(KUTIPAN PILIHAN)
■ ■ ■ ■ ■
Doa untuk Rumah Insan Tzu Chi Indonesia

Jurnalis : Himawan Susanto, Fotografer : Himawan Susanto, Eric Yudho
 
 

fotoSekitar 650 relawan Tzu Chi berbaris rapi menuju gedung Aula Jing Si. Di dalam bangunan yang sudah hampir selesai ini, relawan berdoa agar pembangunan dapat segera selesai dan difungsikan.

Sejak menjelang subuh, awan di langit tak henti-hentinya mencurahkan air membasahi bumi. Udara pun semakin lama semakin dingin dan membuat sebagian besar mereka yang sedang tidur menarik selimut untuk kembali menutupi tubuh. Namun tidak dengan Widarsono Shixiong, sejak pagi buta di hari Minggu, 31 Januari 2010, ia telah bersiap diri menuju Aula Jing Si, rumah insan Tzu Chi Indonesia.

Doa di Pagi Hari
Di dalam tas kameranya, dia telah memasukkan sebuah kamera beserta seperangkat alat-alat lainnya. Saat hujan mulai mereda, dia pun lantas mengendarai sepeda motor menuju Aula Jing Si. Pagi itu, Widarsono bersama dengan Henry Tando, dua relawan Tzu Chi yang fokus menjadi relawan dokumentasi (3 in1) akan bertugas merekam jejak cinta kasih yang ditorehkan hari itu. Sesaat tiba di Aula Jing Si, Widarsono segera memarkirkan sepeda motornya dan bergegas menuju jalan raya di depan pintu gerbang proyek Aula Jing Si.

Di sana, sekitar 650 relawan Tzu Chi telah berbaris dengan rapi dan bersiap diri memulai acara prosesi Beribu Berkah dan Doa Aula Jing Si. Sekitar pukul 6.15, prosesi yang dipimpin oleh Rosvita Wijaya pun dimulai. Seraya melantunkan doa, ke-650 relawan ini berputar rapi dan teratur. Prosesi yang khusyuk dan khikmad ini berlangsung hingga hampir 30 menit. Saat lantunan doa selesai, barisan relawan Tzu Chi pun sudah kembali kepada posisi semula. Saat itu, baik Widarsono maupun Henry tampak dengan serius mengabadikan momen-momen yang indah.
■ ■ ■ ■ ■
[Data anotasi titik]
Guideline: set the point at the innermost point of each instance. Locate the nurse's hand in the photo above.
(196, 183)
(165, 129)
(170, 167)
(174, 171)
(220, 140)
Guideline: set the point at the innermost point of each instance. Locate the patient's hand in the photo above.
■ ■ ■ ■ ■
(TUGAS ANDA) Tulis ulang tanpa perubahan bagian kutipan tentang doa untuk Aula Jing Si, mulai dari "Doa untuk Rumah" sampai dengan "selesai dan difungsikan.". Data tersebut sama sekali tidak digunakan dalam tugas ini.

(PENYELESAIAN LATIHAN)
Doa untuk Rumah Insan Tzu Chi Indonesia

Jurnalis : Himawan Susanto, Fotografer : Himawan Susanto, Eric Yudho
 
 

fotoSekitar 650 relawan Tzu Chi berbaris rapi menuju gedung Aula Jing Si. Di dalam bangunan yang sudah hampir selesai ini, relawan berdoa agar pembangunan dapat segera selesai dan difungsikan.